* EXERCISE DETAILS:
Output the stretch of the items from the line containing "If you could point at the black" through the line containing "(1085, 616)" as a JSON list of strings, one string per line, with blank lines left out.

[Excerpts from location labeling data]

______

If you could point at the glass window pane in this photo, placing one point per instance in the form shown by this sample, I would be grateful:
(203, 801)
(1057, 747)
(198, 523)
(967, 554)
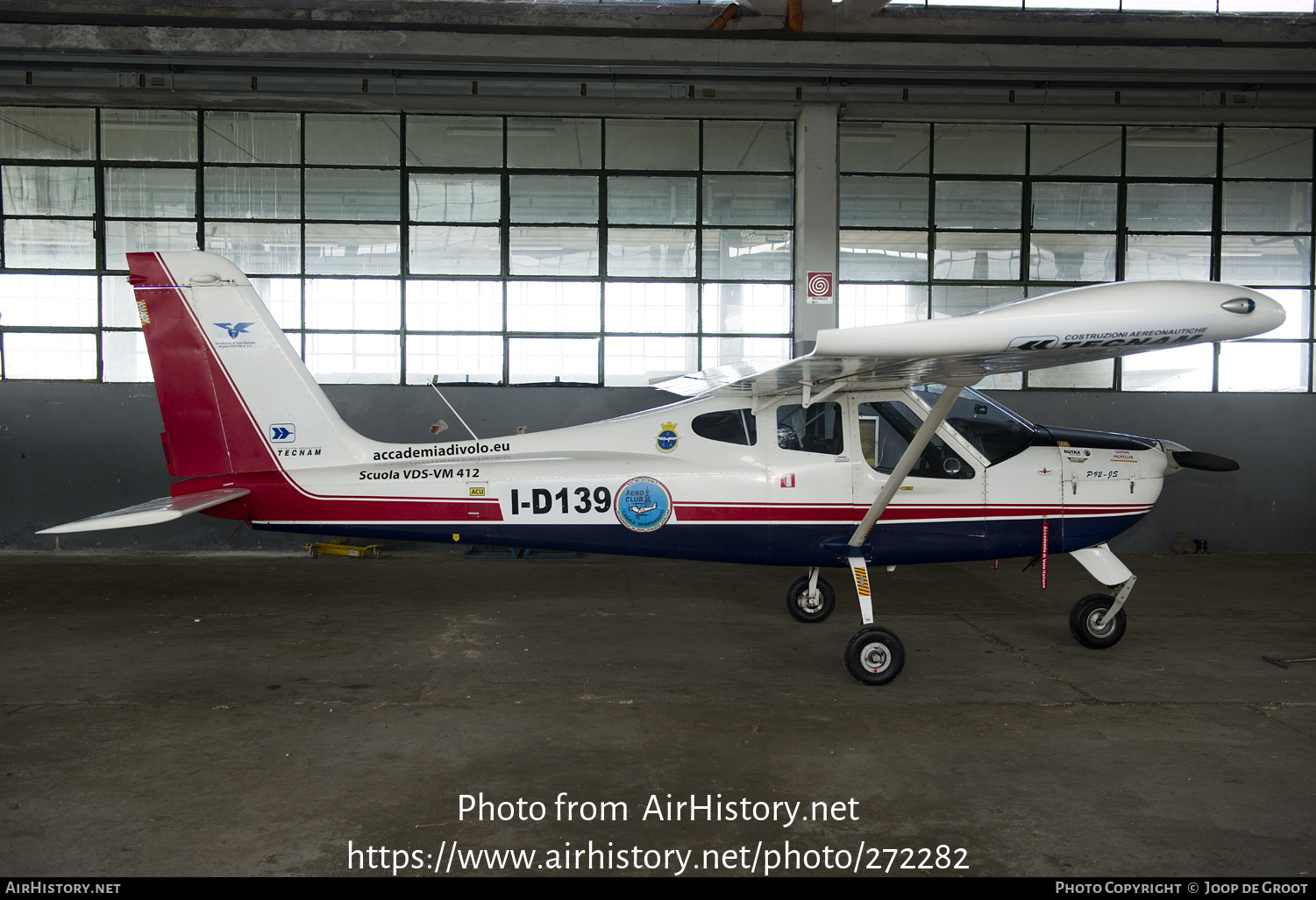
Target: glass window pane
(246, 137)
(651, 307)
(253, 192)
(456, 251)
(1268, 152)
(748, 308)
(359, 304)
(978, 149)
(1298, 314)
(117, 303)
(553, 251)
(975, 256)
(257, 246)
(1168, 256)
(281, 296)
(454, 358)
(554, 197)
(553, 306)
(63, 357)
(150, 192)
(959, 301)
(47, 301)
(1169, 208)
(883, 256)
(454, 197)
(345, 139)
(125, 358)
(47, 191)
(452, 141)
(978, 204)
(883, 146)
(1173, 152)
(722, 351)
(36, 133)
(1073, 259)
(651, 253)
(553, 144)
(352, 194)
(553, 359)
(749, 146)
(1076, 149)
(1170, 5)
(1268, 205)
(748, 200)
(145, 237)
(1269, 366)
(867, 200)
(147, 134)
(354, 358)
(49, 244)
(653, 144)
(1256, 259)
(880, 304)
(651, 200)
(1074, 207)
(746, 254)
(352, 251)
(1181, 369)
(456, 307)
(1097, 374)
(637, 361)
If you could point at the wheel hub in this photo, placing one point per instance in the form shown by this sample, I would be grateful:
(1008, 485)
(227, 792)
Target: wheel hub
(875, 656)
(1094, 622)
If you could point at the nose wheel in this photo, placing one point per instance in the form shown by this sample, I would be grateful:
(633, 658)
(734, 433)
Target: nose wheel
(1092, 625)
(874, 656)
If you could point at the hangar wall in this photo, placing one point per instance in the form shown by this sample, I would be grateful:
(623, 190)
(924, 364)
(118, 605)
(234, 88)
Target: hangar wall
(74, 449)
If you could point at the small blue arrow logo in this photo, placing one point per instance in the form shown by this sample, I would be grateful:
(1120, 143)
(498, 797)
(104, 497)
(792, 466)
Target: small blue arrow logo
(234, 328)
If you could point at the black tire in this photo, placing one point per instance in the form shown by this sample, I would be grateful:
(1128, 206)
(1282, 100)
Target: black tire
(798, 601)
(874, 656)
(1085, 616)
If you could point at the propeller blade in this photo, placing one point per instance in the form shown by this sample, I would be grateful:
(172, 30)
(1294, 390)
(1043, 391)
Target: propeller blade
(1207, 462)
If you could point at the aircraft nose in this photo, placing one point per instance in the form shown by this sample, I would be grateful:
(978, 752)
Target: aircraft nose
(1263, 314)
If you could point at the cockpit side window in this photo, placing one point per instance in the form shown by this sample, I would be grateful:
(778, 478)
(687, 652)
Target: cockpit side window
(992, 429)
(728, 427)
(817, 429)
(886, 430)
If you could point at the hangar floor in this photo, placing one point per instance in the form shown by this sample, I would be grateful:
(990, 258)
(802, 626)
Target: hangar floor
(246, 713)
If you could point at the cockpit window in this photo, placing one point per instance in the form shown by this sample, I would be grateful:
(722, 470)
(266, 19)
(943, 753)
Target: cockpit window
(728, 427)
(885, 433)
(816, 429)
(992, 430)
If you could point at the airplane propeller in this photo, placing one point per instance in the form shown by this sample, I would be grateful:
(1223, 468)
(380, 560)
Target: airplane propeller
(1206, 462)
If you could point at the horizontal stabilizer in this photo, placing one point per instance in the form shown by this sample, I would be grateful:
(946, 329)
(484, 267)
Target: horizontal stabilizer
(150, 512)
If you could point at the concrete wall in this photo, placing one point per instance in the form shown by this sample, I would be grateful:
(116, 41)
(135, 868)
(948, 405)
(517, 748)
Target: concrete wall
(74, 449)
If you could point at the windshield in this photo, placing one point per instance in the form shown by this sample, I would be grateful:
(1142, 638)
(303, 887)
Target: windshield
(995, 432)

______

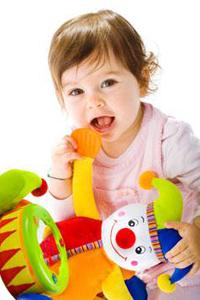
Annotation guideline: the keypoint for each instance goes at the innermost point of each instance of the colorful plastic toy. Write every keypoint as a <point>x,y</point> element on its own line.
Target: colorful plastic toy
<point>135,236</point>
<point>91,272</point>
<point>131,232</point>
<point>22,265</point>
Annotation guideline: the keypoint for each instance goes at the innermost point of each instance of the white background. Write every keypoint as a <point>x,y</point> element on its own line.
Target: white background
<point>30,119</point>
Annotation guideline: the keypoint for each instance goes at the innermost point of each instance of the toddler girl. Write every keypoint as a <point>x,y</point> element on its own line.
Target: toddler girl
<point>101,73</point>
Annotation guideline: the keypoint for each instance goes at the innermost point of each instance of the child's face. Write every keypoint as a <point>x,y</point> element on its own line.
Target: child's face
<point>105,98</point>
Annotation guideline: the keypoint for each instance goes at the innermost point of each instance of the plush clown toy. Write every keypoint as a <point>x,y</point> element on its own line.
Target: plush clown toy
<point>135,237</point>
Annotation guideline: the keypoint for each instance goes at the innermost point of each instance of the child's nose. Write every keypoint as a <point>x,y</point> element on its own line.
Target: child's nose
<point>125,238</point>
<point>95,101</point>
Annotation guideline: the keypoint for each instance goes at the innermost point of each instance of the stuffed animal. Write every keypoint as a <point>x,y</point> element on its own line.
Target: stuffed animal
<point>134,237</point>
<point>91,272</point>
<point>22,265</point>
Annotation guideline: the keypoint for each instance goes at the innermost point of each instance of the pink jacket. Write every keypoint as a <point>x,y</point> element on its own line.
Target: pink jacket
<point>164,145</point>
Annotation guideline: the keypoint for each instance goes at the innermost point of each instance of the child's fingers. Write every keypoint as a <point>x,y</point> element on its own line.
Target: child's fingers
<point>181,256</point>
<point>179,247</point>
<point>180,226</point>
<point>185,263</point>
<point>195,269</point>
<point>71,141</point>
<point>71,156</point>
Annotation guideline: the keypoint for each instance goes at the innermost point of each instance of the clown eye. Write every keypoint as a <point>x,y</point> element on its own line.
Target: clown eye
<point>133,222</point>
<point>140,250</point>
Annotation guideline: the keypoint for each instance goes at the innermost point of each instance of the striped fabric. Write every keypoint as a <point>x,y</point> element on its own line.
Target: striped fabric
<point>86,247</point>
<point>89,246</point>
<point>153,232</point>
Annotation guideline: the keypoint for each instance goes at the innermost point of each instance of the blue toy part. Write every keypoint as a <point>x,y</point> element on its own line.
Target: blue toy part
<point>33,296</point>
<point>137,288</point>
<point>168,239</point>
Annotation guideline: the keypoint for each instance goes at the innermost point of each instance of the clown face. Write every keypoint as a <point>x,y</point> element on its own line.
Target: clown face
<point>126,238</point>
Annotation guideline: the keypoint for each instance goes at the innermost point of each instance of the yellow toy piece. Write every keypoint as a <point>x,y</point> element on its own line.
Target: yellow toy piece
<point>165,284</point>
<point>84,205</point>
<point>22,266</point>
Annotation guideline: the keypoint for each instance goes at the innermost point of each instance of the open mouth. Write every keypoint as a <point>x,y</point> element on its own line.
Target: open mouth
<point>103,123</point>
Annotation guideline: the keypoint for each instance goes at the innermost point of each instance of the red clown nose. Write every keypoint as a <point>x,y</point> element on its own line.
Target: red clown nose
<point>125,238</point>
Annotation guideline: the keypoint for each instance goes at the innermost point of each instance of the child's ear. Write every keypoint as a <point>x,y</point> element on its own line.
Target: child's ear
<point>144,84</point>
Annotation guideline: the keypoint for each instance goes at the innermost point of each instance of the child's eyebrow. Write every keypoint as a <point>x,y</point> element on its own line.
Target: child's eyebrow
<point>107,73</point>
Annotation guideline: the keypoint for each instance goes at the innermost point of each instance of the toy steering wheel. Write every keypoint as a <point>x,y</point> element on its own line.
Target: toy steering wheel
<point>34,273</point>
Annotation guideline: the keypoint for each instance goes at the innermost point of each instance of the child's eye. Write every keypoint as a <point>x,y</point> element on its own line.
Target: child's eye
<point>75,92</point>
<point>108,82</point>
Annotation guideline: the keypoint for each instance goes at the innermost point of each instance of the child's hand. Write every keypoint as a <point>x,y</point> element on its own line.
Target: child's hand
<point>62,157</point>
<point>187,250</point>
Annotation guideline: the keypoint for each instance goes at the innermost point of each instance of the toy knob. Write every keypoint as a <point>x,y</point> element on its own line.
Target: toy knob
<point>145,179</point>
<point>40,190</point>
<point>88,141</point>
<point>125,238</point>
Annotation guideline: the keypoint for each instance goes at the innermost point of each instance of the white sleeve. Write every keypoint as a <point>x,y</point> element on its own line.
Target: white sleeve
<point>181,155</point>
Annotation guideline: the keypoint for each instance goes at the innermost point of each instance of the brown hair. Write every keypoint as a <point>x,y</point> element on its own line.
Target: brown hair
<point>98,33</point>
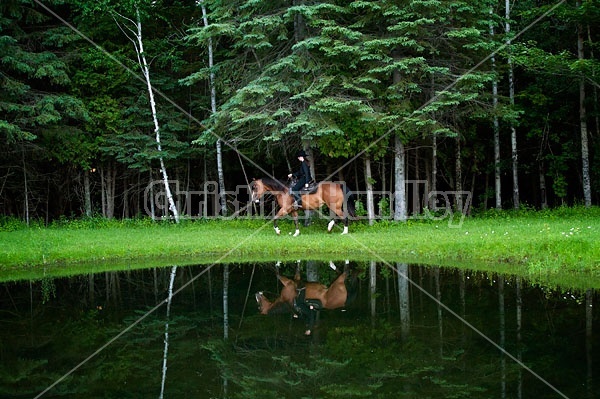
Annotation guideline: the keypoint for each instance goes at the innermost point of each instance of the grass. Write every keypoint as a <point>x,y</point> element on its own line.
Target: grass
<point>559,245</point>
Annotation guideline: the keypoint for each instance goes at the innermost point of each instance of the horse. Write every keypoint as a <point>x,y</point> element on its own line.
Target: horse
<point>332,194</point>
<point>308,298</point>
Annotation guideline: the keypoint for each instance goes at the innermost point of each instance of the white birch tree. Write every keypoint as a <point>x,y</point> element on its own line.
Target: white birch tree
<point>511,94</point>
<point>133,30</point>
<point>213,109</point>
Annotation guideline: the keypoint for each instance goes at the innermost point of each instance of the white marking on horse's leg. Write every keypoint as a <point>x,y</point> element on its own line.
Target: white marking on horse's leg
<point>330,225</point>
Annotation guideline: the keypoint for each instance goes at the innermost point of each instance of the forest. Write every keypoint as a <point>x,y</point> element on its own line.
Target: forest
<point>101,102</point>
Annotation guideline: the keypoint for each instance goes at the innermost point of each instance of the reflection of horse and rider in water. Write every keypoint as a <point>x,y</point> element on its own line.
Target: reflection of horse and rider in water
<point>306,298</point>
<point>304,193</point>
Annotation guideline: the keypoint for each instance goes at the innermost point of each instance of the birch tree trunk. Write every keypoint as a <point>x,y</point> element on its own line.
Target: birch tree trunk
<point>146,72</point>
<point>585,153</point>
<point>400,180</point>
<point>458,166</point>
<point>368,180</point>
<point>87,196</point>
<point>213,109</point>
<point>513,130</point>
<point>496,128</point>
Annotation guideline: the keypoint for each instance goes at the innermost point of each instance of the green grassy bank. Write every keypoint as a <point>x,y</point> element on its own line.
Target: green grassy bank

______

* ANSWER TO THIS TASK:
[
  "If you could point at the black tire in this photo, placing one point per instance in the form shown by this sample, I would be grateful:",
  "(1128, 206)",
  "(1282, 100)",
  "Target: black tire",
  "(798, 601)",
  "(874, 656)",
  "(1085, 616)"
]